> _WHAT THIS EXERCISE ASKS_
1 - Reproduce the atmosphere passage word for word, starting at "The environment of" and ending at "in the atmosphere.".
2 - Continue the passage on atmospheric transport of radioactive materials from the point where it ends.

> _TEXT PASSAGE_
»»
Atmosphere

The environment of the earth is a product of “weather”—of the transport of moisture, of the actions between winds and oceans, of the cycling of energy through biotic systems. Understanding of biological potentials of atmospheric factors involves understanding of atmospheric motions affecting transport and mixing of contaminants and the processes of deposition of radionuclides from atmosphere to earth.

Network of towers on the Atomic Energy Commission reservation near Richland, Washington, used by atmospheric physicists in measuring quantity, concentration, and dilution of radioactive materials in the atmosphere.
««
> _SUPPLIED DATA_
»»
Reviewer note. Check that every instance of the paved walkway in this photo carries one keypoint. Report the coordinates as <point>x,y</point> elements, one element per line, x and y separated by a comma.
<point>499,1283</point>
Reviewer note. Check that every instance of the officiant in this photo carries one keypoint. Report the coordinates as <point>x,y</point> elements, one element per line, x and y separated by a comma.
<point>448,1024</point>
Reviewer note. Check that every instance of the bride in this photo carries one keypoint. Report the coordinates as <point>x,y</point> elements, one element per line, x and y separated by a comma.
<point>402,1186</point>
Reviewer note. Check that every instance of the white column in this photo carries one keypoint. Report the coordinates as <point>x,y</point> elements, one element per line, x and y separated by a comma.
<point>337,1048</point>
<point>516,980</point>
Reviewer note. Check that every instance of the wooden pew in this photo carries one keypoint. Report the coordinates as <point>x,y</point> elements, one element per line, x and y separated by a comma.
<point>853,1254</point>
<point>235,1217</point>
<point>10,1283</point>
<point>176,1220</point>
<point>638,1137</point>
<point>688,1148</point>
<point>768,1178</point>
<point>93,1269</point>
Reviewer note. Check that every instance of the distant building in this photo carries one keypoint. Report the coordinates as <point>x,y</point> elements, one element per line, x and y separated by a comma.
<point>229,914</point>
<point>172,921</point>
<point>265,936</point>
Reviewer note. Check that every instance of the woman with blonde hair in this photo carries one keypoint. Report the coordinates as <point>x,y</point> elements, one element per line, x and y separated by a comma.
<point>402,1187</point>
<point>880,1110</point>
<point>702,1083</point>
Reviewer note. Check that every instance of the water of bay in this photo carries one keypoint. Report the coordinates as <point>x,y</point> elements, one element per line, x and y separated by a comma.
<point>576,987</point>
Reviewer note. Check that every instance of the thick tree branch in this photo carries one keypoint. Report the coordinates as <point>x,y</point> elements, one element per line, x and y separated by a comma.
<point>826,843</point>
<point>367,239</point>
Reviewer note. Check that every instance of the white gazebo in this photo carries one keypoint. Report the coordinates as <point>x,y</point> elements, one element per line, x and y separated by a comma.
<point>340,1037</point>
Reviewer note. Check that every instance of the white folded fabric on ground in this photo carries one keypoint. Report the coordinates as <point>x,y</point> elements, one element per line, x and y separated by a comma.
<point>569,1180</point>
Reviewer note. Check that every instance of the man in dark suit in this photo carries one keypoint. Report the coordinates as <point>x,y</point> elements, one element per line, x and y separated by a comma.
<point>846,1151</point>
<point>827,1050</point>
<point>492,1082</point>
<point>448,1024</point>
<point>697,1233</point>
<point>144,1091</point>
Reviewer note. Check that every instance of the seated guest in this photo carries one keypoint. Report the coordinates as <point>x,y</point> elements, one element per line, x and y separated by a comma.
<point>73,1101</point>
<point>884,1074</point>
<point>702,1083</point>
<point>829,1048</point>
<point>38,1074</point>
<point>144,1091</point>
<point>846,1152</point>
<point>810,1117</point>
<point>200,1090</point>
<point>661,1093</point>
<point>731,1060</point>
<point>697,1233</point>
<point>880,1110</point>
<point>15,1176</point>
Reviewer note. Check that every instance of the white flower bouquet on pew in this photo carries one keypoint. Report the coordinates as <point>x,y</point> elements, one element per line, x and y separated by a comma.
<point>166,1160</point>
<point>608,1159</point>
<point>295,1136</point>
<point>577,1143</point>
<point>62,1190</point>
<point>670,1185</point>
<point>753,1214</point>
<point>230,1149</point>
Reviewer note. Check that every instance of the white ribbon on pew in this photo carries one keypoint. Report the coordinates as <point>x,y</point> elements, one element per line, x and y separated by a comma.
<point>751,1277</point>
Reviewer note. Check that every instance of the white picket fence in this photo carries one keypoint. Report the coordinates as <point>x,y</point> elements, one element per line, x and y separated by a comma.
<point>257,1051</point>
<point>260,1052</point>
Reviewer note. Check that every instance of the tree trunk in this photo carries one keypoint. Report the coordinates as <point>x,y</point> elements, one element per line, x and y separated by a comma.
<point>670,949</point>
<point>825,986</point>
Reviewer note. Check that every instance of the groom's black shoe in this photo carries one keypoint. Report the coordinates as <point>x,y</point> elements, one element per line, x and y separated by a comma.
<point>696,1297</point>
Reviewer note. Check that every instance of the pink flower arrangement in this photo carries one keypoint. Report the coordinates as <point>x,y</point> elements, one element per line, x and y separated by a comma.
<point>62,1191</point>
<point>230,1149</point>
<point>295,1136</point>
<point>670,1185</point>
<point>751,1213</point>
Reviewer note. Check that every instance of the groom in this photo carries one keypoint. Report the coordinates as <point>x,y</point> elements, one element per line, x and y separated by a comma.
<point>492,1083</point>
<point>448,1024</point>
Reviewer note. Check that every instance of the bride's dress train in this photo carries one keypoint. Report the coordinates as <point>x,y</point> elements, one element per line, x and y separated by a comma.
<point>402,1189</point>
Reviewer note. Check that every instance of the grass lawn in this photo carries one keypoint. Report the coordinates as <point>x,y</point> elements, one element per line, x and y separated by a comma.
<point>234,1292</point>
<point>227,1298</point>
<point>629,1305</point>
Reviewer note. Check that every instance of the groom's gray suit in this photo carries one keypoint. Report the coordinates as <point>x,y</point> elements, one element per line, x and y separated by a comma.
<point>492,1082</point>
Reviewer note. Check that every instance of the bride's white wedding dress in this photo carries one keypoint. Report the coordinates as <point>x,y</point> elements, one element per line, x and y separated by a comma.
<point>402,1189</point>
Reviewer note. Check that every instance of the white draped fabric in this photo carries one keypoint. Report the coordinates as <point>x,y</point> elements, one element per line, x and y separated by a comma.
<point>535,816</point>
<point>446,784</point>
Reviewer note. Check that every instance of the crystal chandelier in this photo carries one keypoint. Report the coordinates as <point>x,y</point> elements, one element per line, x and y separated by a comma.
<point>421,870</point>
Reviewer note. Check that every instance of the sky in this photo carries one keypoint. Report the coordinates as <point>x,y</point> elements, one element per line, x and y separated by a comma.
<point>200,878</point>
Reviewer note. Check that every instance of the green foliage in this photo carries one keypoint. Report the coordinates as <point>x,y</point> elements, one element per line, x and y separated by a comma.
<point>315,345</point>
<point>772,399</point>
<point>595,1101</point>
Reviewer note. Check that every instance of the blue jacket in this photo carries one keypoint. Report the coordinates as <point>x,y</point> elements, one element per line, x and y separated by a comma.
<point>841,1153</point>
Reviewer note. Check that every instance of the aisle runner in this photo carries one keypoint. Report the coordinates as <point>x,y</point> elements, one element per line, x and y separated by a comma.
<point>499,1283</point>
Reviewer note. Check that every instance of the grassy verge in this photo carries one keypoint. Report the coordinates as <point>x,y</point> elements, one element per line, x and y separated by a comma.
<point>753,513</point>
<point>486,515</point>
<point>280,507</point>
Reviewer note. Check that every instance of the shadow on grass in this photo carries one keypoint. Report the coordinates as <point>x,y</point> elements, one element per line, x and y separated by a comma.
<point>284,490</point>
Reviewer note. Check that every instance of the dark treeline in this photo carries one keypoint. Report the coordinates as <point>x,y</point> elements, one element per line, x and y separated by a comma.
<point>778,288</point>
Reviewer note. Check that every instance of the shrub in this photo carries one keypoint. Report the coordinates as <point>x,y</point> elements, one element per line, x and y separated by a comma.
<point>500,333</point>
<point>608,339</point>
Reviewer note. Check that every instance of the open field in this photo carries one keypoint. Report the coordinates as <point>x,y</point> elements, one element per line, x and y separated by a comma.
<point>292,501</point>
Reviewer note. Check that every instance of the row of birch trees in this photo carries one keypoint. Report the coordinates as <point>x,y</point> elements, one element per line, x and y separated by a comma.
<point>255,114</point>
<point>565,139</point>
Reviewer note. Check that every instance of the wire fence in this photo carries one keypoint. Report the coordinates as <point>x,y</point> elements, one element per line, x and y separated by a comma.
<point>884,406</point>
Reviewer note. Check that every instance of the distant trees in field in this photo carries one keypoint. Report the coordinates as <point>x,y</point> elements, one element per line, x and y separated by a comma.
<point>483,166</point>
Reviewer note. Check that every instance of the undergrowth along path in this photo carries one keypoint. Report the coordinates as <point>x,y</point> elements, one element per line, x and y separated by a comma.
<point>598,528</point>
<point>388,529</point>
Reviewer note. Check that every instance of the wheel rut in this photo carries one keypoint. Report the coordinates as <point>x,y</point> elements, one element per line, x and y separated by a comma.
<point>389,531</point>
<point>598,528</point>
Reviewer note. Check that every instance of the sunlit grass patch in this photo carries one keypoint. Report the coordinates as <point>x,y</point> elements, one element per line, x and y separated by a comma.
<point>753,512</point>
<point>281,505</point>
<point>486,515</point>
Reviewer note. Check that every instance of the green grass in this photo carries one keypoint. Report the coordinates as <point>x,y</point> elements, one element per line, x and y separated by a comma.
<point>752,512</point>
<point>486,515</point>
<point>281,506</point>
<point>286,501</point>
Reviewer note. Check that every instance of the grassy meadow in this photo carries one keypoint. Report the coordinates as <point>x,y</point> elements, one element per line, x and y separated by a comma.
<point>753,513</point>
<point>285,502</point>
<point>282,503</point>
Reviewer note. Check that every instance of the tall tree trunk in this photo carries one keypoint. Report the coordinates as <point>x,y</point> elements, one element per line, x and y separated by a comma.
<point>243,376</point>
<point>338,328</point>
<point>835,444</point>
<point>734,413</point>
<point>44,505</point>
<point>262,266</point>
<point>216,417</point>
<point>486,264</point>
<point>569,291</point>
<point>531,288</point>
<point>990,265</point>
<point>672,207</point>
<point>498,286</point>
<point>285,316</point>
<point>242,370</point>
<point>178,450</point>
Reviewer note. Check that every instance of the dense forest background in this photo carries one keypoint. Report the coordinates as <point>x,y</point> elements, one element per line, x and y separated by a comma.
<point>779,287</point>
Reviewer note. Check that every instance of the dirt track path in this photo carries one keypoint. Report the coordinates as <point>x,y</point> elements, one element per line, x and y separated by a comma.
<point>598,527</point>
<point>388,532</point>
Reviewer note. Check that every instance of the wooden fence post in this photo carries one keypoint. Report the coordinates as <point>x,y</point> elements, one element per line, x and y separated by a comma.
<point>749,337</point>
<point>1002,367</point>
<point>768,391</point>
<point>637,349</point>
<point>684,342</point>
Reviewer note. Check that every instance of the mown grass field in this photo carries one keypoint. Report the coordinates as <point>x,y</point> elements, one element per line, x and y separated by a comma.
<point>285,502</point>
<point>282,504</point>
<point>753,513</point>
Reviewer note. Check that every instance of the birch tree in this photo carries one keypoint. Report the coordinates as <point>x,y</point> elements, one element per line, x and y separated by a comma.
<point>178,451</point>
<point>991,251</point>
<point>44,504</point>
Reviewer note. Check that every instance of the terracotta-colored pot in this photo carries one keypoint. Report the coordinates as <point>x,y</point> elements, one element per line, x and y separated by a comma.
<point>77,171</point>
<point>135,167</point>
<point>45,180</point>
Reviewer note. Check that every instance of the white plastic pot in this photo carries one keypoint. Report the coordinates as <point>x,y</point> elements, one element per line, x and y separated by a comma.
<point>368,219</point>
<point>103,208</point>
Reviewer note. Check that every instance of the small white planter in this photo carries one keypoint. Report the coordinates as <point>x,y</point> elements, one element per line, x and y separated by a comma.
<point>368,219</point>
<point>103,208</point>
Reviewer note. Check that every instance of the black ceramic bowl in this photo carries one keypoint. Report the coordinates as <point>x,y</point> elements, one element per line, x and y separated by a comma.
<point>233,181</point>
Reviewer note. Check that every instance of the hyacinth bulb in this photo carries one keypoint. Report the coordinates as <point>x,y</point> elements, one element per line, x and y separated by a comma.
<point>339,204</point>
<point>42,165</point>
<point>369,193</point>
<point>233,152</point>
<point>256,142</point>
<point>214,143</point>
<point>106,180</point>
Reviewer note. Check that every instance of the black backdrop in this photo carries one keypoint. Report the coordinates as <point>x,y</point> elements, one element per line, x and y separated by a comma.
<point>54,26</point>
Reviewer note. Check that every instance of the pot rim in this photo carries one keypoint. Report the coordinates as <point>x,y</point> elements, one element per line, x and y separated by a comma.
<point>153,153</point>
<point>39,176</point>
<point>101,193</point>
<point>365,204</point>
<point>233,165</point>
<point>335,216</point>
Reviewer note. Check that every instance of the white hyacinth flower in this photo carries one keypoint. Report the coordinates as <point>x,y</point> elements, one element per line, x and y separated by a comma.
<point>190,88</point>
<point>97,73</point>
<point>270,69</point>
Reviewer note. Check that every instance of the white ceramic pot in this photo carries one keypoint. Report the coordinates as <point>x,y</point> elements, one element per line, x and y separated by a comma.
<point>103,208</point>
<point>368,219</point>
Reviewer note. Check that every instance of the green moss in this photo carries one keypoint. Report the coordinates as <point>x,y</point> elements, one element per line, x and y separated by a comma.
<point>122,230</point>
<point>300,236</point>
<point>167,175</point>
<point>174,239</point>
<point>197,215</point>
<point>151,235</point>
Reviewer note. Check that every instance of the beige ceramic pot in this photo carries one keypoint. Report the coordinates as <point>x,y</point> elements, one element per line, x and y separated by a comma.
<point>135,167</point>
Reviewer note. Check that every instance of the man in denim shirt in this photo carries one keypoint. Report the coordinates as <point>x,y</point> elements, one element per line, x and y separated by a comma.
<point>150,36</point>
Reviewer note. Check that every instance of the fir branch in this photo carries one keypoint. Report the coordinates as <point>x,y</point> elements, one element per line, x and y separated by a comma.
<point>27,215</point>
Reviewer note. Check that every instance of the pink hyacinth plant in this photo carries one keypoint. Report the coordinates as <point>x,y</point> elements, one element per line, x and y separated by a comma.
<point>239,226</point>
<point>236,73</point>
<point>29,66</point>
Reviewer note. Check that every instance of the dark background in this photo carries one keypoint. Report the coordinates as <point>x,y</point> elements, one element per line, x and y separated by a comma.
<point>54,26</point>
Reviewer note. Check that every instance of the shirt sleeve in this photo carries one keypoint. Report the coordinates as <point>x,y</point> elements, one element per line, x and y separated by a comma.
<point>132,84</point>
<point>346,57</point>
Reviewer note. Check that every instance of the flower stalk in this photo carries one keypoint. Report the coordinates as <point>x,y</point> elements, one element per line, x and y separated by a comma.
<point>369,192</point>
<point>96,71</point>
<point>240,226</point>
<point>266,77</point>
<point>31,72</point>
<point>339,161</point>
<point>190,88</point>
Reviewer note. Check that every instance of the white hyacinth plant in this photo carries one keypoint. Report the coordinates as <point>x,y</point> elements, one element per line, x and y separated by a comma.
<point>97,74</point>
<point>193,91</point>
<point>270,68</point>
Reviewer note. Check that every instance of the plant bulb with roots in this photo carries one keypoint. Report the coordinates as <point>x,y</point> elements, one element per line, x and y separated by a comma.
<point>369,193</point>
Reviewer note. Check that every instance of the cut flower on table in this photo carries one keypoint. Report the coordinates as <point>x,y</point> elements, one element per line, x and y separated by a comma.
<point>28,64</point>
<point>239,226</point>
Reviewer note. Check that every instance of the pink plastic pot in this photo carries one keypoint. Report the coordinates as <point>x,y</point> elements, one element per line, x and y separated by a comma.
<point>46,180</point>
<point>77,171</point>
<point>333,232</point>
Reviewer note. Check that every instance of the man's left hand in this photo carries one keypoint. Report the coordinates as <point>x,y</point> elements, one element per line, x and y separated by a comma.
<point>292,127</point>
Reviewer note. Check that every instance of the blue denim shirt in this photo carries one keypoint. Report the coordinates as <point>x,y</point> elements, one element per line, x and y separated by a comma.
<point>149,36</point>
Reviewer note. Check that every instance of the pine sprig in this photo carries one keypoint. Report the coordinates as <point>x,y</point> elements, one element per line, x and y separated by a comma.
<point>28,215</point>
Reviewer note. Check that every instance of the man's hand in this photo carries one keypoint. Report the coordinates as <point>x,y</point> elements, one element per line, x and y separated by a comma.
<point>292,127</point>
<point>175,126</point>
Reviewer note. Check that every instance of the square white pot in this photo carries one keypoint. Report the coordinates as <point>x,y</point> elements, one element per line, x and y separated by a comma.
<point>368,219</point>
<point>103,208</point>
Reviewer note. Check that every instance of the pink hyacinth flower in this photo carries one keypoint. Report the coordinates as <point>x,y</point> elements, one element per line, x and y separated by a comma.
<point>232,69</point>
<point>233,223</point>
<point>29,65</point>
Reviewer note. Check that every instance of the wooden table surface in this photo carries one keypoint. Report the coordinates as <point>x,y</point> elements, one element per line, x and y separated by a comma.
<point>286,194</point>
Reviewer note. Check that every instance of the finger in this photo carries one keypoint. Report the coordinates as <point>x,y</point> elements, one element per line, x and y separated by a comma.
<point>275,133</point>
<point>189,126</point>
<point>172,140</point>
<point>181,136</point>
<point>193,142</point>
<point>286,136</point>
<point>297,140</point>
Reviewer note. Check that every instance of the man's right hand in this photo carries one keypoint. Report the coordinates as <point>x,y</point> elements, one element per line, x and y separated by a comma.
««
> _OUTPUTS IN ORDER_
1 -
The environment of the earth is a product of “weather”—of the transport of moisture, of the actions between winds and oceans, of the cycling of energy through biotic systems. Understanding of biological potentials of atmospheric factors involves understanding of atmospheric motions affecting transport and mixing of contaminants and the processes of deposition of radionuclides from atmosphere to earth.

Network of towers on the Atomic Energy Commission reservation near Richland, Washington, used by atmospheric physicists in measuring quantity, concentration, and dilution of radioactive materials in the atmosphere.

2 -
At some thousands of feet above the earth’s surface—at 30,000 to 40,000 feet in the middle and polar latitudes and at 50,000 to 60,000 feet in the tropics—there is a level, the tropopause, at which air temperature, rather than decreasing, becomes constant or increases with height. Below this level is the troposphere, the turbulent zone of clouds, rain, and fog. Above it is the stratosphere, where there is no turbulence and only a slow mixing of dry and cloudless air. The stratosphere continues to a height of about 100,000 feet. Investigators have noted the importance of rain or snow in washing fallout particles from the air in the troposphere. There is disagreement on the precise modes of distribution of radioactive materials projected into the stratosphere.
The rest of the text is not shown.